(Records from a data source)
--- --- ---
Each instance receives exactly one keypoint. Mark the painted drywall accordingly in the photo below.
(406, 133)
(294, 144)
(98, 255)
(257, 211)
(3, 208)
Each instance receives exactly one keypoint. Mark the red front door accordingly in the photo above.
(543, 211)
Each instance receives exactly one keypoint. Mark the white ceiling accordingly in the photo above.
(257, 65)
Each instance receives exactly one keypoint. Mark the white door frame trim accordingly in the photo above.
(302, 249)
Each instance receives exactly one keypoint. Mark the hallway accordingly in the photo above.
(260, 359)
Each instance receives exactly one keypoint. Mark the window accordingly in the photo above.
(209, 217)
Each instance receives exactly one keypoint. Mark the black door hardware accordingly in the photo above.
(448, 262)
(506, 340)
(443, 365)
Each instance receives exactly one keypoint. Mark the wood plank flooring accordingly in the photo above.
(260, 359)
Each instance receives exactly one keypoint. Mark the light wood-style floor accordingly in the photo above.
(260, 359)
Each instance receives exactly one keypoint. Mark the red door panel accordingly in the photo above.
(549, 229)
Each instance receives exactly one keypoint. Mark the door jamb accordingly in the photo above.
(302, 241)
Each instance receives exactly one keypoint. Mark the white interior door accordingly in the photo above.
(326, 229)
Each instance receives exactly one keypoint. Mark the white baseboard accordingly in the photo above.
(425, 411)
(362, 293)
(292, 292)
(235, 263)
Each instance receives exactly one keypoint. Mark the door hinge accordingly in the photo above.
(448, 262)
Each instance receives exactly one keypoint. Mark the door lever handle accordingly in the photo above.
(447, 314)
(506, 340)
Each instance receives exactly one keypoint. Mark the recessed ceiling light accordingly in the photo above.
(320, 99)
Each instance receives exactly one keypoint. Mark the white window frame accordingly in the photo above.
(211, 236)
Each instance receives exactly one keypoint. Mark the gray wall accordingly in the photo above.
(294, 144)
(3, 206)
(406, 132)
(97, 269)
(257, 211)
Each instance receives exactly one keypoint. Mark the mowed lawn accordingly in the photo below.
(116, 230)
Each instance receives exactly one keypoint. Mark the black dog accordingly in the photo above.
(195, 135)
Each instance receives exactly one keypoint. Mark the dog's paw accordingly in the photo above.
--- --- ---
▶ WORK TO BE COMPLETED: Each line above is to be reproduced exactly. Leave none out.

▶ RESULT FOR THIS EXERCISE:
Each instance receives exactly one keypoint. Mark the painted drywall accordingly in the photo below.
(406, 133)
(294, 144)
(98, 255)
(257, 211)
(3, 208)
Each instance receives exactly one keypoint. Mark the red front door accordingly in the photo above.
(543, 211)
Each instance receives exactly one keypoint. Mark the white ceiling accordingly in the photo above.
(257, 65)
Each instance receives exactly one keypoint. Mark the white door frame trim accordingly in the photo above.
(302, 249)
Each instance receives exactly one keypoint. Mark the hallway accordingly in the photo above.
(260, 359)
Each instance receives exactly one keypoint. Mark the window accordingly in the photo above.
(209, 217)
Each instance receives exactly one keypoint. Mark the black door hardware accordingly in the photo above.
(448, 262)
(506, 340)
(443, 365)
Each instance receives exactly one keypoint. Mark the wood plank flooring accordingly in the photo above.
(260, 359)
Each instance receives exactly one keypoint. Mark the light wood-style floor accordingly in the photo above.
(260, 359)
Each instance receives exactly one keypoint. Mark the red door panel accordingly in the photo above.
(549, 229)
Each instance receives exactly one keypoint. Mark the door jamb accordingly in the photo above.
(302, 241)
Each instance receives exactly one keypoint. Mark the white interior door accordingly in the photo above.
(326, 229)
Each instance receives exactly one keypoint. Mark the white baseboard accordingly in the photo above.
(425, 411)
(362, 293)
(292, 292)
(235, 263)
Each instance receives exactly one keypoint. Mark the door hinge accordingly in the photo above.
(448, 262)
Each instance receives exactly one keypoint. Mark the door lever handle accordingly in the photo above.
(447, 314)
(506, 340)
Each instance receives exactly one keypoint. Mark the recessed ceiling light accordingly in the photo above.
(320, 99)
Each instance receives exactly one keypoint. Mark the white window frame accordingly in the photo above.
(211, 236)
Each instance receives exactly one keypoint. Mark the gray wall accordingly in the photo above.
(294, 144)
(3, 206)
(406, 132)
(97, 269)
(257, 211)
Each instance receives exactly one keypoint. Mark the mowed lawn accordingly in the photo below.
(116, 230)
Each instance receives exactly one keypoint. Mark the black dog accordingly in the photo above.
(195, 135)
Each instance receives exactly one keypoint. Mark the dog's paw accordingly in the photo above.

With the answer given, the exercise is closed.